== Textauszug ==

Schlemmer leitete von 1921 bis 1929 die Bühnenwerkstatt des Bauhauses und machte sie zum Labor für kinetische und performative Kunst. Er lehrte, dass der Raum nicht leer ist, sondern ein aktives Medium, das auf den Körper einwirkt.

Er reduzierte die menschliche Figur auf elementare geometrische Formen – Kugel, Würfel, Zylinder – um ihre universelle Bedeutung zu betonen. Die Kostüme seiner Performances waren oft skulptural und behinderten bewusst die natürlichen Bewegungen der Tänzer, um sie zur Konzentration auf die pure Form zu zwingen. Dies war eine direkte Kritik an der psychologischen Subjektivität des Expressionismus.

„Die Bühne ist die Metaphysik der modernen Kunst.“

Oskar Schlemmer

III. Das Triadische Ballett: Die Synthese der Künste

Schlemmers Meisterwerk ist Das Triadische Ballett (1922), das eine Synthese aus Tanz, Kostüm und Musik darstellt.

  • Triadisch (Dreifach): Es besteht aus 3 Akten, 3 Tänzern (eine Frau, zwei Männer) und 12 Tänzen.
  • Form: Die Kostüme verwandelten die Tänzer in “begehbare Skulpturen”. Sie waren aus Pappe, Metall und Holz gefertigt und betonten mechanische, rhythmische Bewegung anstelle von emotionalem Ausdruck.

Das Ballett war eine tiefgreifende spekulative Arbeit über die Mechanisierung des Menschen im Industriezeitalter und die Suche nach spiritueller Ordnung durch geometrische Präzision.

===

Aufgaben:
A) Nenne alle Materialien, aus denen laut dem Textauszug die Kostüme des Triadischen Balletts gefertigt waren.
B) In welchem Zeitraum leitete Schlemmer laut dem Textauszug die Bühnenwerkstatt des Bauhauses?
C) Ändere im Textauszug alles von „Schlemmer leitete von“ bis hinunter zu „und Musik darstellt.“, indem du „Zylinder“ durch „Kegel“ ersetzt.
Die Daten sind für die Bearbeitung nicht erforderlich.

== Vorliegende Daten ==

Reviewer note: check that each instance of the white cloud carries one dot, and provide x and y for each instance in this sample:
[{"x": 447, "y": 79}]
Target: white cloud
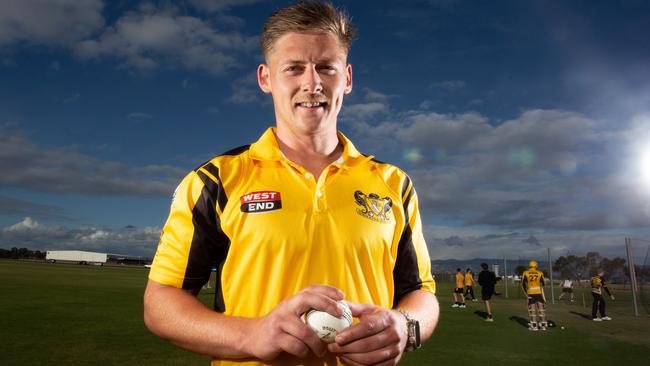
[
  {"x": 363, "y": 111},
  {"x": 545, "y": 169},
  {"x": 36, "y": 236},
  {"x": 150, "y": 38},
  {"x": 214, "y": 6},
  {"x": 449, "y": 85},
  {"x": 139, "y": 116},
  {"x": 49, "y": 22},
  {"x": 26, "y": 165}
]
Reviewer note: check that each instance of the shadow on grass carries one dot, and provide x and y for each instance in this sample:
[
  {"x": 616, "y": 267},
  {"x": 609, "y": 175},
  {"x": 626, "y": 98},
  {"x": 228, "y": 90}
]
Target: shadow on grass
[
  {"x": 523, "y": 322},
  {"x": 586, "y": 316},
  {"x": 481, "y": 314}
]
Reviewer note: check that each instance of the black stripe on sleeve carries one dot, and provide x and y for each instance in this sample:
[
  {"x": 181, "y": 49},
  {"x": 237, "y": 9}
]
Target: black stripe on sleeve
[
  {"x": 406, "y": 274},
  {"x": 210, "y": 244}
]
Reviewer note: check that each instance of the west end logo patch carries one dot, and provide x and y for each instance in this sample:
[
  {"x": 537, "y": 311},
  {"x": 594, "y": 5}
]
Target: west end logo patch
[
  {"x": 373, "y": 207},
  {"x": 261, "y": 201}
]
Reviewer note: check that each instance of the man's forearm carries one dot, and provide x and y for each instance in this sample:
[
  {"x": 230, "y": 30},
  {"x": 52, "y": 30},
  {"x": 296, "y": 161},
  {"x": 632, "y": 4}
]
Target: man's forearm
[{"x": 423, "y": 306}]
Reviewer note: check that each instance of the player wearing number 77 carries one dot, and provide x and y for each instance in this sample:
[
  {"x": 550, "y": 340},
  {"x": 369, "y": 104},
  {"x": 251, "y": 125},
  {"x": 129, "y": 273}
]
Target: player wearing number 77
[
  {"x": 533, "y": 281},
  {"x": 297, "y": 220}
]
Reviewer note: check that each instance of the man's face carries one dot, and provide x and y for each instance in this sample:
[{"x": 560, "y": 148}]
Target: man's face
[{"x": 307, "y": 74}]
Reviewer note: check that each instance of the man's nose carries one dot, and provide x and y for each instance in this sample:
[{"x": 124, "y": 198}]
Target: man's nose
[{"x": 311, "y": 81}]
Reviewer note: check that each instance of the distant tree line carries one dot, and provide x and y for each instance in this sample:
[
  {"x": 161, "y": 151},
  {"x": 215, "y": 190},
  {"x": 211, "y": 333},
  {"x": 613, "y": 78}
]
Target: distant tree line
[
  {"x": 583, "y": 267},
  {"x": 21, "y": 253}
]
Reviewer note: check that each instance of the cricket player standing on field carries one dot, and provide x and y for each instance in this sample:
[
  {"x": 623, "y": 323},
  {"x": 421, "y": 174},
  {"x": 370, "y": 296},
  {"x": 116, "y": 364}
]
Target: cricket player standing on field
[
  {"x": 533, "y": 281},
  {"x": 297, "y": 220}
]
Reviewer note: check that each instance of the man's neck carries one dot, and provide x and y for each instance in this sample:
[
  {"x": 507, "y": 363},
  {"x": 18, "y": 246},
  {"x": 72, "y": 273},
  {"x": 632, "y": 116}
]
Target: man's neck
[{"x": 313, "y": 152}]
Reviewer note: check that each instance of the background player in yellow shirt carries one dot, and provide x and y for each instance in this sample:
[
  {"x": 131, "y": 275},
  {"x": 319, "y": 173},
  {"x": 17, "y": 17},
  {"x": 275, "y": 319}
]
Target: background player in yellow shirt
[
  {"x": 297, "y": 220},
  {"x": 597, "y": 287},
  {"x": 567, "y": 288},
  {"x": 469, "y": 284},
  {"x": 533, "y": 281},
  {"x": 459, "y": 299}
]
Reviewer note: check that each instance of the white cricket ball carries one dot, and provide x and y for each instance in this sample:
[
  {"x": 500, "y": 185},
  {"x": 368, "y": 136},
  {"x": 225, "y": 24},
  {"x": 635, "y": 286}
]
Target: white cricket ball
[{"x": 326, "y": 325}]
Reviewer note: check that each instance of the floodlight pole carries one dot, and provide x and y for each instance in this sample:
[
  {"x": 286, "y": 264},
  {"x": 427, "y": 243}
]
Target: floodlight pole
[
  {"x": 505, "y": 276},
  {"x": 630, "y": 264},
  {"x": 550, "y": 266}
]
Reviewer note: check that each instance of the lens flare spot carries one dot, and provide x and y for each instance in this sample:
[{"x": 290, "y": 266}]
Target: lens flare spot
[{"x": 412, "y": 154}]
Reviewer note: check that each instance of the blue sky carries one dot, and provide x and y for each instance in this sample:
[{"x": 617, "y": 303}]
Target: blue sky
[{"x": 524, "y": 124}]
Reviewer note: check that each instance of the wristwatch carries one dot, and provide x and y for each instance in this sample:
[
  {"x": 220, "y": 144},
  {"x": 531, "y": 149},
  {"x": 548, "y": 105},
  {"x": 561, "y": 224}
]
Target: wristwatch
[{"x": 413, "y": 342}]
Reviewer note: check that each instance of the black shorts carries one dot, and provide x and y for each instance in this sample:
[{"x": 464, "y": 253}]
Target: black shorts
[
  {"x": 486, "y": 294},
  {"x": 532, "y": 299}
]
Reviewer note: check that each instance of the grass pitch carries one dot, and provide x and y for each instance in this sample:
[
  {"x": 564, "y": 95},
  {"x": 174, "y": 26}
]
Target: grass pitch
[{"x": 73, "y": 315}]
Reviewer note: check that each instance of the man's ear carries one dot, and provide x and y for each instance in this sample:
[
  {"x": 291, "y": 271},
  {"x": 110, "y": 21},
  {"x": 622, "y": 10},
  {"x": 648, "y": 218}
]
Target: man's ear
[
  {"x": 263, "y": 78},
  {"x": 348, "y": 79}
]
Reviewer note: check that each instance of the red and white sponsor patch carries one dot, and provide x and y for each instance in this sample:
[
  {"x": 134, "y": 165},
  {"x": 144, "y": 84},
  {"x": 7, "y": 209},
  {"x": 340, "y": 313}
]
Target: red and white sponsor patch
[{"x": 260, "y": 201}]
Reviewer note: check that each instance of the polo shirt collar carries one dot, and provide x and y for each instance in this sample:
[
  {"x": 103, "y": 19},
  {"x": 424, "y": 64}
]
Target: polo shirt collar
[{"x": 266, "y": 148}]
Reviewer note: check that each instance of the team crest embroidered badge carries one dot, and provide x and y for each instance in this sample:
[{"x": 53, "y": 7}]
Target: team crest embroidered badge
[{"x": 373, "y": 207}]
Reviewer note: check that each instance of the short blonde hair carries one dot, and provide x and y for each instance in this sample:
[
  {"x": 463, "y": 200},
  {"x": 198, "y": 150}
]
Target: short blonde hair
[{"x": 308, "y": 16}]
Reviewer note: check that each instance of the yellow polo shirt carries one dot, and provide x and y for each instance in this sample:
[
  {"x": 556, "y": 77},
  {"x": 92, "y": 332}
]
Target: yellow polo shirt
[
  {"x": 460, "y": 279},
  {"x": 533, "y": 280},
  {"x": 271, "y": 229},
  {"x": 469, "y": 279}
]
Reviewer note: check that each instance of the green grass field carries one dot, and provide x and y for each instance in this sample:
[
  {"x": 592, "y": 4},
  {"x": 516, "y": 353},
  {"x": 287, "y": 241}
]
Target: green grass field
[{"x": 72, "y": 315}]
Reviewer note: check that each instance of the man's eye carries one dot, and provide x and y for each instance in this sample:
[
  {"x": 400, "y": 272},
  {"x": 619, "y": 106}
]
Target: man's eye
[{"x": 327, "y": 69}]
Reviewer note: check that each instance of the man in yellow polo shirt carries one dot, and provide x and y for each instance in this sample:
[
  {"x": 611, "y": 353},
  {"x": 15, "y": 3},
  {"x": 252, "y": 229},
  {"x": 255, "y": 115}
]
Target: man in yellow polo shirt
[
  {"x": 533, "y": 283},
  {"x": 459, "y": 299},
  {"x": 297, "y": 220}
]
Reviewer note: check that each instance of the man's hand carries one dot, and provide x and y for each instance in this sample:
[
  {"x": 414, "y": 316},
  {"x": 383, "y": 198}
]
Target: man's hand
[
  {"x": 378, "y": 339},
  {"x": 282, "y": 330}
]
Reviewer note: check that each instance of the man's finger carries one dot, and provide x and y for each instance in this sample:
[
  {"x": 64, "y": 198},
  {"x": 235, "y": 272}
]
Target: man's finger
[{"x": 359, "y": 309}]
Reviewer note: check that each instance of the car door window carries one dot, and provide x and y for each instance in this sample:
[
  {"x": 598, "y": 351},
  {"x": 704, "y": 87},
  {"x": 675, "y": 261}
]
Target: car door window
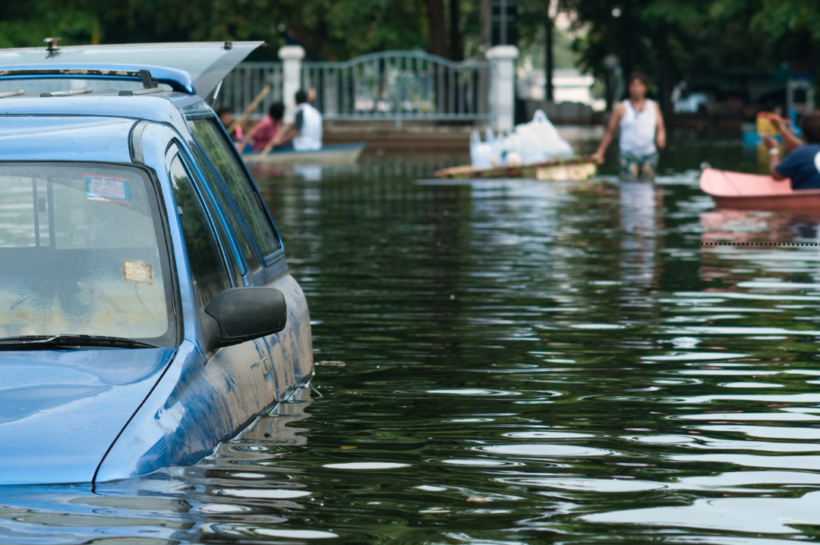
[
  {"x": 224, "y": 158},
  {"x": 241, "y": 236},
  {"x": 205, "y": 259}
]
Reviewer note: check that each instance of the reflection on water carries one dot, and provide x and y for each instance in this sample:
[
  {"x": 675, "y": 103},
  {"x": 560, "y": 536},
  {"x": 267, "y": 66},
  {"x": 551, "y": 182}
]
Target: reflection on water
[{"x": 510, "y": 362}]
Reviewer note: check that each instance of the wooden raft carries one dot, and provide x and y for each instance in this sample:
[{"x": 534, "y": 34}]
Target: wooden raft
[{"x": 579, "y": 168}]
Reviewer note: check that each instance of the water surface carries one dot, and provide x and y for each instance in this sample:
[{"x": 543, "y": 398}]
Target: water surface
[{"x": 511, "y": 361}]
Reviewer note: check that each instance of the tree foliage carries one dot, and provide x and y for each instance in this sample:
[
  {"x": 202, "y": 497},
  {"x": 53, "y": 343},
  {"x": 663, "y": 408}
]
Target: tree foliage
[{"x": 682, "y": 37}]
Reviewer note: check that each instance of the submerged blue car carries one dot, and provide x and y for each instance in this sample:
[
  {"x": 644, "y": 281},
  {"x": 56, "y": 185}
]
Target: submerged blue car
[{"x": 146, "y": 308}]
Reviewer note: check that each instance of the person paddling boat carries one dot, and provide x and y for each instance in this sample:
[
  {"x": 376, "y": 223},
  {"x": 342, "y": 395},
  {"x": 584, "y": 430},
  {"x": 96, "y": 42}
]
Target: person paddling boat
[
  {"x": 642, "y": 132},
  {"x": 802, "y": 164}
]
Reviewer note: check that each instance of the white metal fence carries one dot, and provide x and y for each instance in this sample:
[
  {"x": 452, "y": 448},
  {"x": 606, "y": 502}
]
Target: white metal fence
[
  {"x": 390, "y": 86},
  {"x": 245, "y": 82},
  {"x": 399, "y": 86}
]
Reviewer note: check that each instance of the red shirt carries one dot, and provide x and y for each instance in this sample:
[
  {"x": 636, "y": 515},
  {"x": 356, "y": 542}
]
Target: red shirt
[{"x": 264, "y": 132}]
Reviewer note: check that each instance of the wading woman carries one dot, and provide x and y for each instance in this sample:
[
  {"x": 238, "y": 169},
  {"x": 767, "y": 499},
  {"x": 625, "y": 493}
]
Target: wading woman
[{"x": 642, "y": 132}]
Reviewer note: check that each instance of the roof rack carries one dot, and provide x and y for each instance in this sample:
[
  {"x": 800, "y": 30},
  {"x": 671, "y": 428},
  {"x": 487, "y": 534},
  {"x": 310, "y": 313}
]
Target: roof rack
[
  {"x": 149, "y": 85},
  {"x": 176, "y": 79},
  {"x": 80, "y": 91}
]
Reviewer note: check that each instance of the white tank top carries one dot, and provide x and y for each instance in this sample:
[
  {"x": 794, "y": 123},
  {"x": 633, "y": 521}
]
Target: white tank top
[
  {"x": 638, "y": 129},
  {"x": 310, "y": 136}
]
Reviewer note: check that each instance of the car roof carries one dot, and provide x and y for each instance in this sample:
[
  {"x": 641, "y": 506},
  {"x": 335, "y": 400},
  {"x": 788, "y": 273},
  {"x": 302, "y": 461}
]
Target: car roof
[
  {"x": 65, "y": 138},
  {"x": 206, "y": 62},
  {"x": 167, "y": 107}
]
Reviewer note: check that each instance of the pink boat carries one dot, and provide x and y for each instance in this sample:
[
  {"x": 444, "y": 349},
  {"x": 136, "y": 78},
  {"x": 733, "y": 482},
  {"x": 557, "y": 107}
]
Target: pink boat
[{"x": 754, "y": 192}]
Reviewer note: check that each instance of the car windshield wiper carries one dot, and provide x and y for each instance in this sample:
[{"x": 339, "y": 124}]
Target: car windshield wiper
[{"x": 44, "y": 341}]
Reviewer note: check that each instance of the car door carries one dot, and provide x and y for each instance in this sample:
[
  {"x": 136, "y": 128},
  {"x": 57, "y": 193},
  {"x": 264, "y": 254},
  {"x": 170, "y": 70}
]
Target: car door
[
  {"x": 291, "y": 350},
  {"x": 240, "y": 374}
]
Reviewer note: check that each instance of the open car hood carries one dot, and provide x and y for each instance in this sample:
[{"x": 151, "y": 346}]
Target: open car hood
[
  {"x": 61, "y": 410},
  {"x": 207, "y": 62}
]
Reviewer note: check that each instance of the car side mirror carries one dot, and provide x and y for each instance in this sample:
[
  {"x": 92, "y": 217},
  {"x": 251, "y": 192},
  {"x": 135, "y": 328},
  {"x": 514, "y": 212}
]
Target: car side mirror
[{"x": 248, "y": 313}]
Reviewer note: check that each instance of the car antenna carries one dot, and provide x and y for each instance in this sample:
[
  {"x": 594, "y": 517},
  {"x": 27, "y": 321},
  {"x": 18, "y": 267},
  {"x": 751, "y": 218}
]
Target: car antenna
[{"x": 52, "y": 48}]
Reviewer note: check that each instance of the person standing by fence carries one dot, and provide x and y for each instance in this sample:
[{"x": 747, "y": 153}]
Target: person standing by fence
[
  {"x": 267, "y": 129},
  {"x": 642, "y": 132},
  {"x": 305, "y": 133}
]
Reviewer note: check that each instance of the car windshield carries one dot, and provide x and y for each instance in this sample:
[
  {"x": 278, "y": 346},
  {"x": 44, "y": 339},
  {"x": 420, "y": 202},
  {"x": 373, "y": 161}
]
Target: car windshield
[{"x": 82, "y": 252}]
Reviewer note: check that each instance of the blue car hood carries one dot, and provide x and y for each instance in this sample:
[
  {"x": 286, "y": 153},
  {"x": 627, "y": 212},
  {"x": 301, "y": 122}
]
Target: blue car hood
[{"x": 60, "y": 410}]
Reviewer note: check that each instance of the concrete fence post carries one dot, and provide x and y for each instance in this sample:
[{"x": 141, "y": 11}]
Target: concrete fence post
[
  {"x": 502, "y": 86},
  {"x": 291, "y": 56}
]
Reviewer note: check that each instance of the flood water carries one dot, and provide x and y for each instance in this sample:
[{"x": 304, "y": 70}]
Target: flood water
[{"x": 511, "y": 361}]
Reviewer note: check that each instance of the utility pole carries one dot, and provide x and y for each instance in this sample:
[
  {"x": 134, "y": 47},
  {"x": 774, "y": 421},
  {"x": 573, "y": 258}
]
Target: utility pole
[
  {"x": 485, "y": 14},
  {"x": 549, "y": 92}
]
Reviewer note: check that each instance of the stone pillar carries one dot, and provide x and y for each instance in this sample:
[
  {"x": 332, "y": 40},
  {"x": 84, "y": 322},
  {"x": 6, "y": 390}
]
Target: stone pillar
[
  {"x": 502, "y": 86},
  {"x": 291, "y": 56}
]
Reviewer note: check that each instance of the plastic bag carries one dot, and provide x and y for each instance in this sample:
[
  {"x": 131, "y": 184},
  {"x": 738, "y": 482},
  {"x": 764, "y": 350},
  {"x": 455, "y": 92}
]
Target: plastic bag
[
  {"x": 538, "y": 141},
  {"x": 499, "y": 148},
  {"x": 481, "y": 153}
]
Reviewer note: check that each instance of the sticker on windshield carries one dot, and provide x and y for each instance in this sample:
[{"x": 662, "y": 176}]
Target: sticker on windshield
[
  {"x": 137, "y": 271},
  {"x": 106, "y": 188}
]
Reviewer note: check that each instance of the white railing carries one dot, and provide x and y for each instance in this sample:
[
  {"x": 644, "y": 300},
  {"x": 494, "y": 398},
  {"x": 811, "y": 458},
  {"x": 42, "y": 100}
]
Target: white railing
[
  {"x": 245, "y": 82},
  {"x": 400, "y": 86},
  {"x": 393, "y": 86}
]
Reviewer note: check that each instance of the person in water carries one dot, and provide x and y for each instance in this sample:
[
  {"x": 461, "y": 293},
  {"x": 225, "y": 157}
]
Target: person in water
[
  {"x": 802, "y": 164},
  {"x": 642, "y": 132},
  {"x": 266, "y": 130},
  {"x": 305, "y": 133}
]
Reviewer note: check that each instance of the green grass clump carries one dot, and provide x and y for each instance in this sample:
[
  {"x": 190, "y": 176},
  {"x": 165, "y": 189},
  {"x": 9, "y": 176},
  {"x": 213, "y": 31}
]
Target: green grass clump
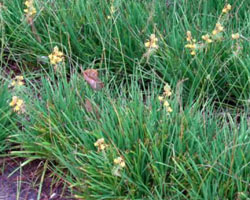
[
  {"x": 132, "y": 139},
  {"x": 6, "y": 116},
  {"x": 194, "y": 152},
  {"x": 111, "y": 34}
]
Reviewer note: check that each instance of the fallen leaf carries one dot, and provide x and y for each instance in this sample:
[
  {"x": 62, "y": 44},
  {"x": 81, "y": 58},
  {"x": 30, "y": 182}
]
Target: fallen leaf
[{"x": 91, "y": 76}]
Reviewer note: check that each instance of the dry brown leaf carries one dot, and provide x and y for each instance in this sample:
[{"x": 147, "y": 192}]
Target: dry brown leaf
[{"x": 91, "y": 76}]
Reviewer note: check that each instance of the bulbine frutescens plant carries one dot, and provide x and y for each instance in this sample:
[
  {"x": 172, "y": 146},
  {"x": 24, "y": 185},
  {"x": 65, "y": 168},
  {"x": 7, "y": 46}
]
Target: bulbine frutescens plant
[
  {"x": 132, "y": 147},
  {"x": 117, "y": 35},
  {"x": 6, "y": 116}
]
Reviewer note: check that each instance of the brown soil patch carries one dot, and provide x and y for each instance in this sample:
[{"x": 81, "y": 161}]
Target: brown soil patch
[{"x": 24, "y": 183}]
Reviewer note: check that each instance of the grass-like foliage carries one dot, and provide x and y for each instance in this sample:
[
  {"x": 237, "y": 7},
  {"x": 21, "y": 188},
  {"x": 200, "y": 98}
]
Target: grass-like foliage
[
  {"x": 190, "y": 153},
  {"x": 132, "y": 99},
  {"x": 5, "y": 116},
  {"x": 111, "y": 35}
]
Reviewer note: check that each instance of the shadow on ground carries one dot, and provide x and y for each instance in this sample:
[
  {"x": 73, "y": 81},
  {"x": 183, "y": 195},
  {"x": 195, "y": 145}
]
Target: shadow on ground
[{"x": 24, "y": 183}]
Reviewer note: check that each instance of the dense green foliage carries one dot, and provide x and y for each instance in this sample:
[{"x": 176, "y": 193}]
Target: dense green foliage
[{"x": 200, "y": 150}]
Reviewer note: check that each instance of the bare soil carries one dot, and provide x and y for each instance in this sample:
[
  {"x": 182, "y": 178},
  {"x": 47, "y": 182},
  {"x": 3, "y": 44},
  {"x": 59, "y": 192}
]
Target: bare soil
[{"x": 24, "y": 183}]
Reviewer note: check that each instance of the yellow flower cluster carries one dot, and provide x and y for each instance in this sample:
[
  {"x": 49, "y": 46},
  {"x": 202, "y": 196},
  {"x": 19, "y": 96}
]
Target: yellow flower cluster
[
  {"x": 235, "y": 36},
  {"x": 18, "y": 81},
  {"x": 167, "y": 93},
  {"x": 120, "y": 162},
  {"x": 56, "y": 56},
  {"x": 152, "y": 42},
  {"x": 100, "y": 144},
  {"x": 30, "y": 10},
  {"x": 207, "y": 38},
  {"x": 218, "y": 28},
  {"x": 17, "y": 104},
  {"x": 112, "y": 11},
  {"x": 226, "y": 8},
  {"x": 191, "y": 43}
]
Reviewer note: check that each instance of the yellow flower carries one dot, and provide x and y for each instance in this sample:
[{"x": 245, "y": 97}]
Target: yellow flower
[
  {"x": 167, "y": 90},
  {"x": 235, "y": 36},
  {"x": 207, "y": 38},
  {"x": 169, "y": 109},
  {"x": 30, "y": 10},
  {"x": 189, "y": 36},
  {"x": 56, "y": 56},
  {"x": 120, "y": 161},
  {"x": 166, "y": 104},
  {"x": 100, "y": 144},
  {"x": 218, "y": 28},
  {"x": 17, "y": 104},
  {"x": 14, "y": 101},
  {"x": 193, "y": 53},
  {"x": 226, "y": 8},
  {"x": 190, "y": 46},
  {"x": 112, "y": 9},
  {"x": 160, "y": 98},
  {"x": 18, "y": 81},
  {"x": 152, "y": 43}
]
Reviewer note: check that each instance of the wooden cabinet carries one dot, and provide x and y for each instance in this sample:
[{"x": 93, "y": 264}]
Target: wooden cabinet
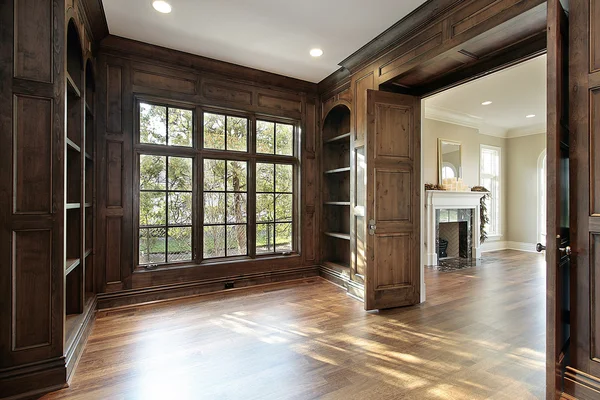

===

Antworten je Aufgabe:
A) Pappe, Metall, Holz

B) Von 1921 bis 1929.

C)
Schlemmer leitete von 1921 bis 1929 die Bühnenwerkstatt des Bauhauses und machte sie zum Labor für kinetische und performative Kunst. Er lehrte, dass der Raum nicht leer ist, sondern ein aktives Medium, das auf den Körper einwirkt.

Er reduzierte die menschliche Figur auf elementare geometrische Formen – Kugel, Würfel, Kegel – um ihre universelle Bedeutung zu betonen. Die Kostüme seiner Performances waren oft skulptural und behinderten bewusst die natürlichen Bewegungen der Tänzer, um sie zur Konzentration auf die pure Form zu zwingen. Dies war eine direkte Kritik an der psychologischen Subjektivität des Expressionismus.

„Die Bühne ist die Metaphysik der modernen Kunst.“

Oskar Schlemmer

III. Das Triadische Ballett: Die Synthese der Künste

Schlemmers Meisterwerk ist Das Triadische Ballett (1922), das eine Synthese aus Tanz, Kostüm und Musik darstellt.